» **Problem description**
Take the line that contains "refrigerator and put a dot on each instance?" as the first line and the final line of the records as the last; return exactly those lines and the lines between.
*** Opening Material provided ***
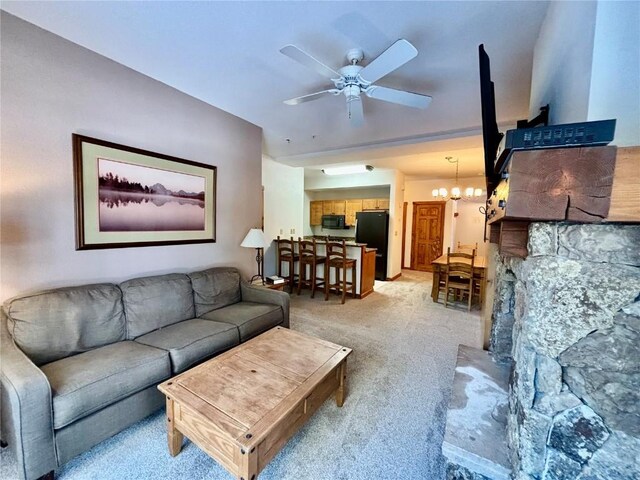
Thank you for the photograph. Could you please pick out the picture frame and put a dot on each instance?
(130, 197)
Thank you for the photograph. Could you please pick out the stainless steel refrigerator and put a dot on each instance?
(372, 228)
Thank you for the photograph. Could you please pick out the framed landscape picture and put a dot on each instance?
(128, 197)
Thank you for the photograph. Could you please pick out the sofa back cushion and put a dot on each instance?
(155, 302)
(55, 324)
(215, 288)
*** Closing Material provided ***
» **Answer to this task**
Thank you for the photograph. Could you please pick out the stainless steel refrigerator and put a dot on each instance?
(372, 228)
Thank you for the photograph. Could you please pick out the framed landscape picture and put a dot on each instance?
(128, 197)
Thank you for the photograph. Could you please pick out the sofa back cushion and put a dot on each instance?
(155, 302)
(55, 324)
(215, 288)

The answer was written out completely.